Update the account of the Apprendi case from "Apprendi pled guilty" through "L.Ed.2d at 443." by writing that portion again with "trial judge" changed to "sentencing judge".

# [Text to read]
──────────

In 1994, Charles Apprendi, Jr., took his handgun and fired a spray of .22-caliber bullets into the home of his new neighbors. Apparently, the newly arrived family did not fit Apprendi's color criteria for living in a Vineland, New Jersey, neighborhood. Apprendi was indicted on numerous criminal offenses because of his misconduct, but none of them alleged that his actions were racially motivated. Apprendi, 530 U.S. at 469, 120 S.Ct. at 2351, 147 L.Ed.2d at 442.
Apprendi pled guilty to possession of a firearm for an unlawful purpose, an offense for which the New Jersey legislature had provided a 10-year maximum prison sentence. Apprendi, 530 U.S. at 469-70, 120 S.Ct. at 2352, 147 L.Ed.2d at 442-43. However, a separate New Jersey hate-crime statute authorized the imposition of greater punishment for any crimes motivated by racial hatred. The trial judge found that Apprendi's crime was so motivated and, because of that fact, sentenced Apprendi to a prison sentence greater than the 10-year maximum that could otherwise have been imposed. Apprendi, 530 U.S. at 470, 120 S.Ct. at 2352, 147 L.Ed.2d at 443.

──────────

# [Recorded data]
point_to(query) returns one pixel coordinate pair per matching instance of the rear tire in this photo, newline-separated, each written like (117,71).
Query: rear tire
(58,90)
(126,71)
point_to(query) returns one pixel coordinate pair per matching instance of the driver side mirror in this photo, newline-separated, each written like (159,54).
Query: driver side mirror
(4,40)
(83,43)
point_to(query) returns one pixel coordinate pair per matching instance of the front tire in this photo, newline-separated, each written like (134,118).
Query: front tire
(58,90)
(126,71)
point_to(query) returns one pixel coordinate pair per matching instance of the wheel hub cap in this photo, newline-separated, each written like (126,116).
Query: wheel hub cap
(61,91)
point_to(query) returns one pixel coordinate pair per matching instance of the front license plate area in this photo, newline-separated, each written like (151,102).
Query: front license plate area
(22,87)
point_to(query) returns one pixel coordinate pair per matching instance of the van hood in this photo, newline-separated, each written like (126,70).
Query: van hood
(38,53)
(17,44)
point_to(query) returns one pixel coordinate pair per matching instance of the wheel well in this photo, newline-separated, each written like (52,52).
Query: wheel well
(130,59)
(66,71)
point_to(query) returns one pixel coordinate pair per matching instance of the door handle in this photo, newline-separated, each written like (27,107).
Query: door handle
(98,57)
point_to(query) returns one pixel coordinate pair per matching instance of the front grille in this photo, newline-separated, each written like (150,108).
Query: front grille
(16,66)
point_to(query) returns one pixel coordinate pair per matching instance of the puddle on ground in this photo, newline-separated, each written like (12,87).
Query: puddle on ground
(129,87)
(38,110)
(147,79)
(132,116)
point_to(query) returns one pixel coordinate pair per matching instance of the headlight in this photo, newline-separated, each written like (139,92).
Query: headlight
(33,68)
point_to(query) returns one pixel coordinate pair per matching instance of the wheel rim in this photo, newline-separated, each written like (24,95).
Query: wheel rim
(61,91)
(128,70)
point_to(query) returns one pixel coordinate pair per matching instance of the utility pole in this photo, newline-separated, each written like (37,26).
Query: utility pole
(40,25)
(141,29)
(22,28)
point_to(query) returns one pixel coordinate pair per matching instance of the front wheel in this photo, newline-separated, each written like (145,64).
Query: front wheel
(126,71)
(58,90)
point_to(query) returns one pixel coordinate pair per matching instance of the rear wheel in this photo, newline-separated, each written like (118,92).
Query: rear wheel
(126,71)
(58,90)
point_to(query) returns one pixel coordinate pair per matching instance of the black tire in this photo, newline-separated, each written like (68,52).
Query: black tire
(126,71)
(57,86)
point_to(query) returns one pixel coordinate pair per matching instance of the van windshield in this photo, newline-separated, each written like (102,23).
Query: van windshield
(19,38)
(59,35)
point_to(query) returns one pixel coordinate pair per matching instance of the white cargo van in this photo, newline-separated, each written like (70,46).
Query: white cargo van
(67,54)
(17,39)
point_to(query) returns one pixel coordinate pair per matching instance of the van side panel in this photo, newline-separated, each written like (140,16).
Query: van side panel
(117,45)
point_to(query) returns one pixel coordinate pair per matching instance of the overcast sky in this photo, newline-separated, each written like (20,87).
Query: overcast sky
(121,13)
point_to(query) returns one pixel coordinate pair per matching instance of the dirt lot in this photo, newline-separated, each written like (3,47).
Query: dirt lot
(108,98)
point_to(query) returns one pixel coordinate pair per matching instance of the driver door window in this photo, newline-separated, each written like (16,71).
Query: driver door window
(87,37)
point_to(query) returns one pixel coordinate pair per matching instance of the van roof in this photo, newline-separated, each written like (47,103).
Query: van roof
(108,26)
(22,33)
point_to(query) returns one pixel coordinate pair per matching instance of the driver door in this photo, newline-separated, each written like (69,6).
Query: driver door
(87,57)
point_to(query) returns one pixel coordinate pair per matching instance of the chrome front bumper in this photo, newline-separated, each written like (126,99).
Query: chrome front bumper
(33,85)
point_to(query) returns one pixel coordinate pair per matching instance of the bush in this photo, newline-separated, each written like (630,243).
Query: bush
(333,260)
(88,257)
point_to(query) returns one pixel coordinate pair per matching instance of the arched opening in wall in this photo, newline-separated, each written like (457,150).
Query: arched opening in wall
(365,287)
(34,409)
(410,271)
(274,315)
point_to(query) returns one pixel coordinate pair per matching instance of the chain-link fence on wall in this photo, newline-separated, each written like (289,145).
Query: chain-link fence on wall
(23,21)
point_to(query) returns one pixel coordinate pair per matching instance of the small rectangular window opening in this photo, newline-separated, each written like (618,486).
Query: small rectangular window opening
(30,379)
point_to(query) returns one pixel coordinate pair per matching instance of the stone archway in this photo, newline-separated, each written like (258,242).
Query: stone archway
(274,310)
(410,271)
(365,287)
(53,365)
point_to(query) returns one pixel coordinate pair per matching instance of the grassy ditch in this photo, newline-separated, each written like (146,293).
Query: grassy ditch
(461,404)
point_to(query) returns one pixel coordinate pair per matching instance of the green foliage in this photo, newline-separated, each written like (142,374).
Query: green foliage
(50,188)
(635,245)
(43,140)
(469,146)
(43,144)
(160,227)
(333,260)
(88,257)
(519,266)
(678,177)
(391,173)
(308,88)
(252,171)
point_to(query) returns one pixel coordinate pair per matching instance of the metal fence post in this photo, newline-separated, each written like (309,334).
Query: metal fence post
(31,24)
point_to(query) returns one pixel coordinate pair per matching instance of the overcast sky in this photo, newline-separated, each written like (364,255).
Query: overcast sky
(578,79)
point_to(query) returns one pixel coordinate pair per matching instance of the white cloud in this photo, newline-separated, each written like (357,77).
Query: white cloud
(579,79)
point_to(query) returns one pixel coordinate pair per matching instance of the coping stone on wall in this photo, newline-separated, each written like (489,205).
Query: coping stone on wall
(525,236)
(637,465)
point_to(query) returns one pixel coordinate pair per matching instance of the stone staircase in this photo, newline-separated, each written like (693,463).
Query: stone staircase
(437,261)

──────────

# [Final answer]
Apprendi pled guilty to possession of a firearm for an unlawful purpose, an offense for which the New Jersey legislature had provided a 10-year maximum prison sentence. Apprendi, 530 U.S. at 469-70, 120 S.Ct. at 2352, 147 L.Ed.2d at 442-43. However, a separate New Jersey hate-crime statute authorized the imposition of greater punishment for any crimes motivated by racial hatred. The sentencing judge found that Apprendi's crime was so motivated and, because of that fact, sentenced Apprendi to a prison sentence greater than the 10-year maximum that could otherwise have been imposed. Apprendi, 530 U.S. at 470, 120 S.Ct. at 2352, 147 L.Ed.2d at 443.